From zero to GCP Professional Data Engineer
A step-by-step guide on how to study for earning a GCP Professional Data Engineering certification
“Every kid coming out of Harvard, every kid coming out of school now thinks he can be the next Mark Zuckerberg, and with these new technologies like cloud computing, he actually has a shot.” ~ Marc Andreessen, Co-founder of Netscape, Board Member of Facebook
Isn’t this quote already enough to persuade you to start studying how to leverage cloud computing? Well, of course you will need an exaggerated determination, an out-of-the-ordinary intelligence and a little bit of luck, other than just access to a cloud, to be the next Zuckerberg… but you have to start somewhere!
Indeed, cloud computing provides you with an unbelievable amount of high-quality resources, which you can leverage to build your system, application or space shuttle, by taking advantages of tech colossuses, such as Google in this case.
Google Cloud Platform is a suite of cloud resources offered by Google, which provides developers with a vast range of services for computing, storage, analytics and much more. A subset of these services are particularly relevant for a wannabe Data Scientist or Data Engineer (naming a few: Cloud Storage, Big Query, Dataflow and many more), as he/she can easily make use of them to build flexible and complex pipelines for data collection, ingestion, elaboration and storage. GCP Professional Data Engineer is a certification witnessing that you know and are able to use these GCP products at a professional level, including plenty of subtle details. You can earn it by taking a not-so-trivial exam, containing questions about how the services work, interact and meet certain business requirements.
In the following of this blogpost, I will talk about my personal experience with this exam, from where I started to when I passed it, guiding you through each step. However, before starting, I would like to point out the following: this is not a guide on how to be a pro at GCP. Indeed, even if you follow it thoroughly, you will see that you will still miss some hands-on experience. Indeed, the exam itself requires very little practical knowledge to pass. However, getting your hands dirty with the GCP services is something which I strongly recommend to grasp better their functioning.
--------
## WHAT THE EXERCISE ASKS
In the certification guide, how much practical knowledge does the exam require to pass?

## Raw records
--------
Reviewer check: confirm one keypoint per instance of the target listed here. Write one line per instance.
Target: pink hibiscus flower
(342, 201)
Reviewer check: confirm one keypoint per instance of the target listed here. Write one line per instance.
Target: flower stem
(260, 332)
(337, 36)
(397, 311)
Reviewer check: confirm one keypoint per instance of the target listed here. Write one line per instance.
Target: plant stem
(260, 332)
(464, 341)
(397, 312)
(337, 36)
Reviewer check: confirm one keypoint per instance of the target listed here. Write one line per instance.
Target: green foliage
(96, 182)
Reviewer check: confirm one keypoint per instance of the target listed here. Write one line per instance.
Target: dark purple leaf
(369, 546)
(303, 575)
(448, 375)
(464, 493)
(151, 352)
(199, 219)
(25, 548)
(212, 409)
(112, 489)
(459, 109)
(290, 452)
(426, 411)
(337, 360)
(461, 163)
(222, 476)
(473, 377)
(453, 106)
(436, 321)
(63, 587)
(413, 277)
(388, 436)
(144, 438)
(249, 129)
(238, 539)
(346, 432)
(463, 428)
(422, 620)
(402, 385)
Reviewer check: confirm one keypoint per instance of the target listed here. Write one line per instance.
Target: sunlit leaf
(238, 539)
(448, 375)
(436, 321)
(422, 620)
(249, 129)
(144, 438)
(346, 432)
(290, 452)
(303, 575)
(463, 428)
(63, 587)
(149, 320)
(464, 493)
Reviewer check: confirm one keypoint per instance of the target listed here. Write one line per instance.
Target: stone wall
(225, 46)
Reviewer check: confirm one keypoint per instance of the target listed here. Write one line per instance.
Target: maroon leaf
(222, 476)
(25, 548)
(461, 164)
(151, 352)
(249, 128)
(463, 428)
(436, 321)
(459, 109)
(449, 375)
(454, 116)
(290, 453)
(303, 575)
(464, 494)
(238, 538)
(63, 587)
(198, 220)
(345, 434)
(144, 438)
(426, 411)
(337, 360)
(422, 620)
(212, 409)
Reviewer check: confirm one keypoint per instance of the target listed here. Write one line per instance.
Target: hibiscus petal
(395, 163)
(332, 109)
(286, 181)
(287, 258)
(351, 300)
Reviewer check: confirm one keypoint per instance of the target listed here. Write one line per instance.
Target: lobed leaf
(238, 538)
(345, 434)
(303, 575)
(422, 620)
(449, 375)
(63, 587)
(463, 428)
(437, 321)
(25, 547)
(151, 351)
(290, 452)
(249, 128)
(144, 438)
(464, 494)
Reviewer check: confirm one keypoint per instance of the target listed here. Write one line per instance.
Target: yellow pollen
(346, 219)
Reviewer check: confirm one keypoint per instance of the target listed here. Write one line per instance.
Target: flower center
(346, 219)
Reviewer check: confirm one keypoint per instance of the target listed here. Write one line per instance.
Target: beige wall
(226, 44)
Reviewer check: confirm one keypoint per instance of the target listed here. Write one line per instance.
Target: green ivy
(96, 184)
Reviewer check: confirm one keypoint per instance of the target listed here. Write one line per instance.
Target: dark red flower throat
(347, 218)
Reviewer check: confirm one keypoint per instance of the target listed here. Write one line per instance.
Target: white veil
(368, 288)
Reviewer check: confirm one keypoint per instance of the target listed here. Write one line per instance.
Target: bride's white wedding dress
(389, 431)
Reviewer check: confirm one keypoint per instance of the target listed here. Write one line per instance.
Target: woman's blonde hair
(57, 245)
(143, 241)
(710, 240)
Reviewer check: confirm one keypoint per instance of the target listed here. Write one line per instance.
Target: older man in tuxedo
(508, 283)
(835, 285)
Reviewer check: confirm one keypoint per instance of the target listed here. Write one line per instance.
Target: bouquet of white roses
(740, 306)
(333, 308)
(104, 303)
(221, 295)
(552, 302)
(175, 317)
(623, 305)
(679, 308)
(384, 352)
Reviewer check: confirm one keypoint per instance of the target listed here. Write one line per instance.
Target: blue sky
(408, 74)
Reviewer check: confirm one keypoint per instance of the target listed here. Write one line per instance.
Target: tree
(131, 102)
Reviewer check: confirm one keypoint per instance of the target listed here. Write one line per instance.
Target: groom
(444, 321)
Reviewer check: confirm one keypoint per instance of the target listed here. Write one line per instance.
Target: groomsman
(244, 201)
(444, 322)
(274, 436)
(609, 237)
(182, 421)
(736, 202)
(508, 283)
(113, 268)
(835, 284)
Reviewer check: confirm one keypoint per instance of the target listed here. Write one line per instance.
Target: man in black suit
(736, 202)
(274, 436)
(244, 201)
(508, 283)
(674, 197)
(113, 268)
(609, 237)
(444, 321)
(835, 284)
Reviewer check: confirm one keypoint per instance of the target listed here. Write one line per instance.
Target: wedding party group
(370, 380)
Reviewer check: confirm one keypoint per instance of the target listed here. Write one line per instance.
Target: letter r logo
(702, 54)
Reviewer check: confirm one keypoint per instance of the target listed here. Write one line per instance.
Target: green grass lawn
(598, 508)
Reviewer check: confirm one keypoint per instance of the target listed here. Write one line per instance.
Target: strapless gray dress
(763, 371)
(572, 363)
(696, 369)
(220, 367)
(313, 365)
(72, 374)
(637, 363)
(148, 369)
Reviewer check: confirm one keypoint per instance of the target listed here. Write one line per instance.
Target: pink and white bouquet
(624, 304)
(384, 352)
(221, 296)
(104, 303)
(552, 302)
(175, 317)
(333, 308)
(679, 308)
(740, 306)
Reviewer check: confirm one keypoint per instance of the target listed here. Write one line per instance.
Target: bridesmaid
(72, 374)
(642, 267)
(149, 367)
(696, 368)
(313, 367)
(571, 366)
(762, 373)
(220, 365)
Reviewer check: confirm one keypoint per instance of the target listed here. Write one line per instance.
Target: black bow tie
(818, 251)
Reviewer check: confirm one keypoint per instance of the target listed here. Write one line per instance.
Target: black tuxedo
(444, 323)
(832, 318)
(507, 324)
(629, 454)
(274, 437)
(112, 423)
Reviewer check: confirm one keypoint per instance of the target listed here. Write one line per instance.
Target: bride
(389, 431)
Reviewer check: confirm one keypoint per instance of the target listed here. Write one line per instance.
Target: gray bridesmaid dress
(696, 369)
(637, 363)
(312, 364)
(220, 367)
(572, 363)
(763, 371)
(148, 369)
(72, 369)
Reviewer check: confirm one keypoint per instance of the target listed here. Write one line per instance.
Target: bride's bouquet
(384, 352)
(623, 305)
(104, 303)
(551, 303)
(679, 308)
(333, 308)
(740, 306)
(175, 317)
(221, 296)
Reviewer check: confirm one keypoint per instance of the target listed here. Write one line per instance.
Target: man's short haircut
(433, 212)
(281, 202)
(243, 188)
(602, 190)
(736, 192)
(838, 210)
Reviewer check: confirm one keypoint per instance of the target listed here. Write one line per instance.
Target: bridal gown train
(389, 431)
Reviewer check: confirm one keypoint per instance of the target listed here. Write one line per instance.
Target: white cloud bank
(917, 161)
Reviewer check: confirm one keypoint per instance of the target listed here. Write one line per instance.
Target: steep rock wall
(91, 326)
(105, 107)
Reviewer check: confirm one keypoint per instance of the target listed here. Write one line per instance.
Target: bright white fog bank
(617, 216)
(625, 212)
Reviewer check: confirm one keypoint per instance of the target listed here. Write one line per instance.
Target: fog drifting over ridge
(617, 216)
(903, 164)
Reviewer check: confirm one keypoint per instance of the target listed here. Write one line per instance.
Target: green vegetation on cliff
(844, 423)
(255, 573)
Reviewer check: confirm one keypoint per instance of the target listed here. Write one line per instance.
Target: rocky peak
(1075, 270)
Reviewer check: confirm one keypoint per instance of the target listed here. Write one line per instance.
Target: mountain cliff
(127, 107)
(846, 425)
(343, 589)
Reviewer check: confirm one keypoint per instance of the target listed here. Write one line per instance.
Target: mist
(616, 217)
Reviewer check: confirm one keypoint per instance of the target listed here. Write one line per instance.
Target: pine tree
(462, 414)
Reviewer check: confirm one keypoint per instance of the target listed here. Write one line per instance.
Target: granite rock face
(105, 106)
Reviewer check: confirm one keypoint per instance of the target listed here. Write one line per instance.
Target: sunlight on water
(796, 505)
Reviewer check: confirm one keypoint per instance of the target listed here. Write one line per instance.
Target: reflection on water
--------
## ANSWER TO THIS PROBLEM
Very little practical knowledge.